» Set problem: Count the lines below that contain the string "frost", with letter case counting, and give only the number.

--- START Information provided ---

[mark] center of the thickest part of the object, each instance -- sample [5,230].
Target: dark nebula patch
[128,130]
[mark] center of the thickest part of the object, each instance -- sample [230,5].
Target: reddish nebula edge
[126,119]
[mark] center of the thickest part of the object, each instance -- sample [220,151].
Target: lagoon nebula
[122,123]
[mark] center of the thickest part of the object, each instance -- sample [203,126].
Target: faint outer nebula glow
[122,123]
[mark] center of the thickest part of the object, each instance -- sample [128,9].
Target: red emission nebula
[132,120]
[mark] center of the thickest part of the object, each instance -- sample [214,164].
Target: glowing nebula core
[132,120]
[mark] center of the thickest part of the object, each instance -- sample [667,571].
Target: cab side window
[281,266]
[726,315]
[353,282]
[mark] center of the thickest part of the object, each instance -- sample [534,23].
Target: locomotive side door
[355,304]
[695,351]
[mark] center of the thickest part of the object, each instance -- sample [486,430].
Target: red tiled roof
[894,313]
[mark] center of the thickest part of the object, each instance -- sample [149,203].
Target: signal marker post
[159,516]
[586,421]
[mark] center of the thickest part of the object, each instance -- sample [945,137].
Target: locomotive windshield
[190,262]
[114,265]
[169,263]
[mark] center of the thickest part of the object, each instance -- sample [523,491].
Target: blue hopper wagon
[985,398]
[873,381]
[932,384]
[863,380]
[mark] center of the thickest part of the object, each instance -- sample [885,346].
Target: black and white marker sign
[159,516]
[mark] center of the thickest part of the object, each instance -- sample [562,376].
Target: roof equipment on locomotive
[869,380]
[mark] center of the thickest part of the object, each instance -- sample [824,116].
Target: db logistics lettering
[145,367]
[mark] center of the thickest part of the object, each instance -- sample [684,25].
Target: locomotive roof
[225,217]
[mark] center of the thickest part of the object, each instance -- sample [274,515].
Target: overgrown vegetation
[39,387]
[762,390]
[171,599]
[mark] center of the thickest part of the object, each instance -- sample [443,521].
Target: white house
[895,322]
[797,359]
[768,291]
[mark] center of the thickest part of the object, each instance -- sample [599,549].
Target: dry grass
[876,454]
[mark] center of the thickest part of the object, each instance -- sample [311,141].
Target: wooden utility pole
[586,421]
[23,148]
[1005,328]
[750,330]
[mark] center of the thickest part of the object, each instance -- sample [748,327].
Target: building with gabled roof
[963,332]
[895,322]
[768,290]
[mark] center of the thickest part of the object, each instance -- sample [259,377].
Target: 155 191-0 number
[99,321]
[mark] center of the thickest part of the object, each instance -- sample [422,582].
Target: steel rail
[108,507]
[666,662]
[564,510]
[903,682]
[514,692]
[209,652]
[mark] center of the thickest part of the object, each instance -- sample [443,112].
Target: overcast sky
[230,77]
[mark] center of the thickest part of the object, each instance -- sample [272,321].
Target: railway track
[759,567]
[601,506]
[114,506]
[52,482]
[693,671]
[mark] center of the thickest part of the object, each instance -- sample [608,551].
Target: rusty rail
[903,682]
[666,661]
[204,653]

--- END Information provided ---
--- START Information provided ---

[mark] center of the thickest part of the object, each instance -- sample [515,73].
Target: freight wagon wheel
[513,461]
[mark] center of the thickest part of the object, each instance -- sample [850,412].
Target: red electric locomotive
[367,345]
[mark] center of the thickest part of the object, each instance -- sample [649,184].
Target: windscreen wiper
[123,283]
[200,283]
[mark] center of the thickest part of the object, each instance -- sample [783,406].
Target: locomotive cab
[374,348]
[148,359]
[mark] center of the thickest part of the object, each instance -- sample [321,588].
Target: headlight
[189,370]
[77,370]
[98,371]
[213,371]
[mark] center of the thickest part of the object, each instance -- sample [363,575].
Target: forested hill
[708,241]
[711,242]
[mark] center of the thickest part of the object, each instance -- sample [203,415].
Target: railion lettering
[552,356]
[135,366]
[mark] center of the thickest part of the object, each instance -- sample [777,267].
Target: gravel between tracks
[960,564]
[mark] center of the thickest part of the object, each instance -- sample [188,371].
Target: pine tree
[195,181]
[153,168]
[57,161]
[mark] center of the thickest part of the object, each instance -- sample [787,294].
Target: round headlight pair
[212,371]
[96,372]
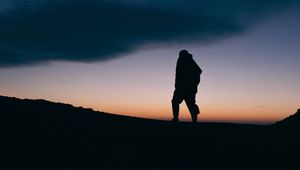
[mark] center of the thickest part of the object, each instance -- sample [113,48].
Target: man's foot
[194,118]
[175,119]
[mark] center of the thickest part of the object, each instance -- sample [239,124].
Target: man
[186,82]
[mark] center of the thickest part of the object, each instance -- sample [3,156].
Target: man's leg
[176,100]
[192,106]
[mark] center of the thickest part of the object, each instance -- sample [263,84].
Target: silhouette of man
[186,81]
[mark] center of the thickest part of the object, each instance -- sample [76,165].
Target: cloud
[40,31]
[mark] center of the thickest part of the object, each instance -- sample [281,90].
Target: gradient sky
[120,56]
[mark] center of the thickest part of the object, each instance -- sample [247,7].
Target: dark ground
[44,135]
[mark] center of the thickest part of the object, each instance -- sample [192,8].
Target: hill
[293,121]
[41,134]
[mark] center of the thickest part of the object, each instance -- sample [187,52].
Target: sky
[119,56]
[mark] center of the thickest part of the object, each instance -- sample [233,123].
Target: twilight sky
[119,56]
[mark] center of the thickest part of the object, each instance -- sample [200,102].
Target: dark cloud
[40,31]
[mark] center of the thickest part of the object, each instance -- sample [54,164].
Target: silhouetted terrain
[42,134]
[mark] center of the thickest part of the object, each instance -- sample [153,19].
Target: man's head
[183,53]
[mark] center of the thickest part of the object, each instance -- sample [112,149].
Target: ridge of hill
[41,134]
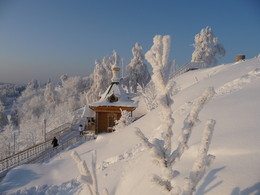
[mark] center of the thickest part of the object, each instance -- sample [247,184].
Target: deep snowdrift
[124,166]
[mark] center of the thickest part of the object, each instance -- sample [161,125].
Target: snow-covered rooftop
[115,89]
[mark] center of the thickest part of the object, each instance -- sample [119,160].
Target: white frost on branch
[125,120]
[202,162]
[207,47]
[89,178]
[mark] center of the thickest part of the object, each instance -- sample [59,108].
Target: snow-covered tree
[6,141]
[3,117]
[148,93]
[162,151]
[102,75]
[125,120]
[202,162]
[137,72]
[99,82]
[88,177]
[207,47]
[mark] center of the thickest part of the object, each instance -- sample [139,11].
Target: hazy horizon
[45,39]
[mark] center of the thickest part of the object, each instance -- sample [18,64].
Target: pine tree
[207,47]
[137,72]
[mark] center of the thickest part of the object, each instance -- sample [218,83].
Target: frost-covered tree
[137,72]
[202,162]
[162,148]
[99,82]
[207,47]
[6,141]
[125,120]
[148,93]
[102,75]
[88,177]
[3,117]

--- END Information provided ---
--- START Information provided ---

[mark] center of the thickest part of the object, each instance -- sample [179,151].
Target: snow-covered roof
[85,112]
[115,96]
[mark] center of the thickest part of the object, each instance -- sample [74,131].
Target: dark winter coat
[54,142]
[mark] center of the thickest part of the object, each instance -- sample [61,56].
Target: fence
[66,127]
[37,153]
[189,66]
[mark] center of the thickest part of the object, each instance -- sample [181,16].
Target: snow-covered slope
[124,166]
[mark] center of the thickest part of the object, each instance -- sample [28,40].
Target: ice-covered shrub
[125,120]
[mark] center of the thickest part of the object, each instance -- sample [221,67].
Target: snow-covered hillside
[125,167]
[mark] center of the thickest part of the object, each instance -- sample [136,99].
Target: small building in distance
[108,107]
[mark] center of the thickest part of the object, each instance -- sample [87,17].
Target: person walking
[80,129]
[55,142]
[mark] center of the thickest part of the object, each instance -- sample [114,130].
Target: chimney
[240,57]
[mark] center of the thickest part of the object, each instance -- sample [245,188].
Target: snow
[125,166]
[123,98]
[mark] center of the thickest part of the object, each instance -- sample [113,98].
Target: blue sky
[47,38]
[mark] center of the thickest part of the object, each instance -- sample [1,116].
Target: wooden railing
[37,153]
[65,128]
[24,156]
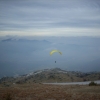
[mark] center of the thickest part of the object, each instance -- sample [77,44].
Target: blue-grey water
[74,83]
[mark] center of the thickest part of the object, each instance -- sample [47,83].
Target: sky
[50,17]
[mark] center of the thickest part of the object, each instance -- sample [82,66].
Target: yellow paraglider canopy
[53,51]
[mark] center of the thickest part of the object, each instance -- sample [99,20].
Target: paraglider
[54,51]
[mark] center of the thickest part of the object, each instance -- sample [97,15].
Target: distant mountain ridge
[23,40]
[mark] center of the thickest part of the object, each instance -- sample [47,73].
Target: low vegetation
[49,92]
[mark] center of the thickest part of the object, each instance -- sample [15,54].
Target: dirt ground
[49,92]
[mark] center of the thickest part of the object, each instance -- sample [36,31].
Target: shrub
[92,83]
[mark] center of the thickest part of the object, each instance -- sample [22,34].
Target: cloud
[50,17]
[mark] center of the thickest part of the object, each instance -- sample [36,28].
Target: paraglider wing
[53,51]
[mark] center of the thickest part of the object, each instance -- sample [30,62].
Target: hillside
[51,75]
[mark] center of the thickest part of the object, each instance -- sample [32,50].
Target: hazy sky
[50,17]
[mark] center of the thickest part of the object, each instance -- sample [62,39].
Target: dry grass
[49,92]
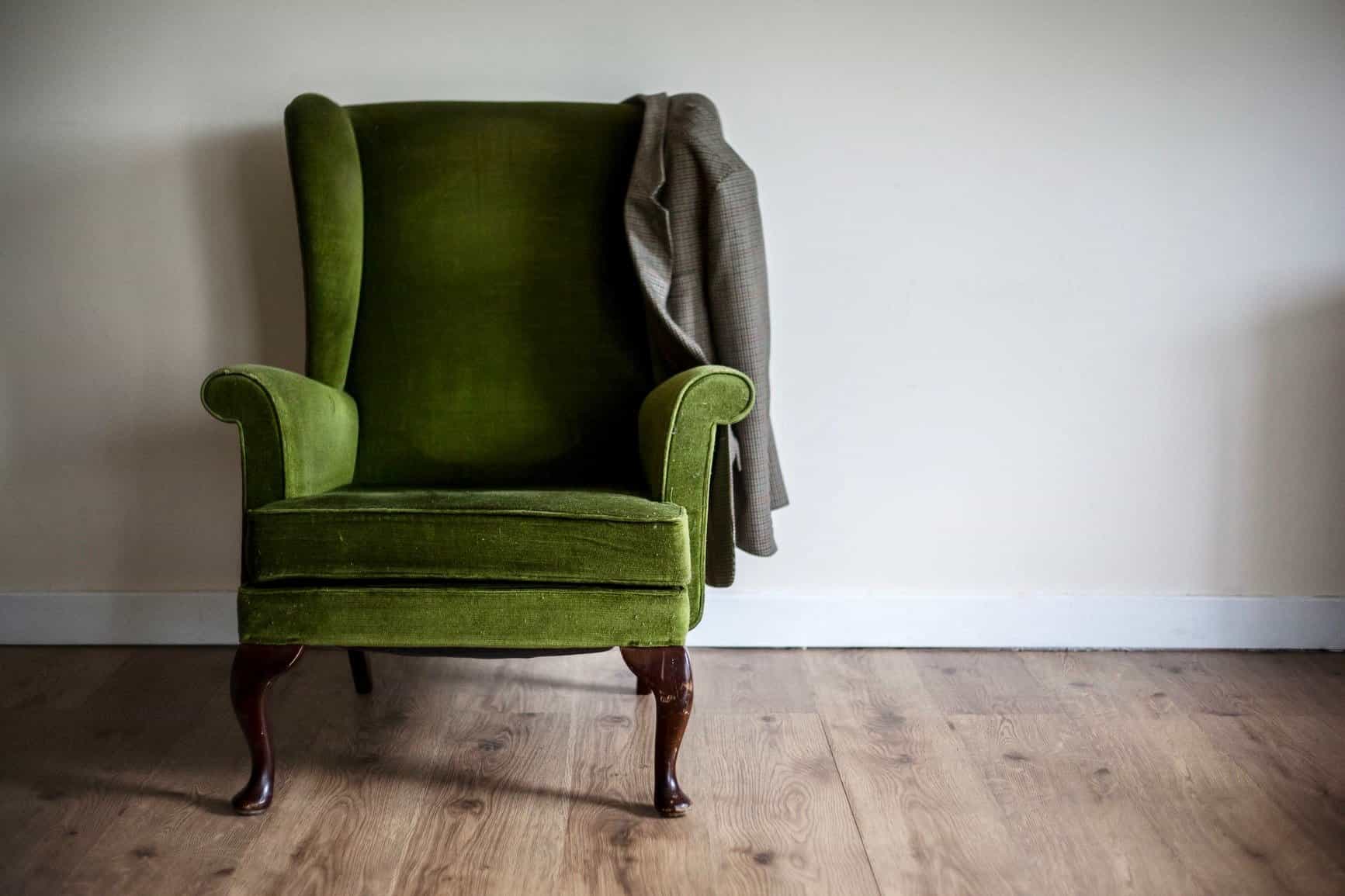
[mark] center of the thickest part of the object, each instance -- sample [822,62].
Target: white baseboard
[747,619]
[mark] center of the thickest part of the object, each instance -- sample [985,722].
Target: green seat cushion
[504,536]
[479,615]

--- END Information provided ---

» Answer to this task: 2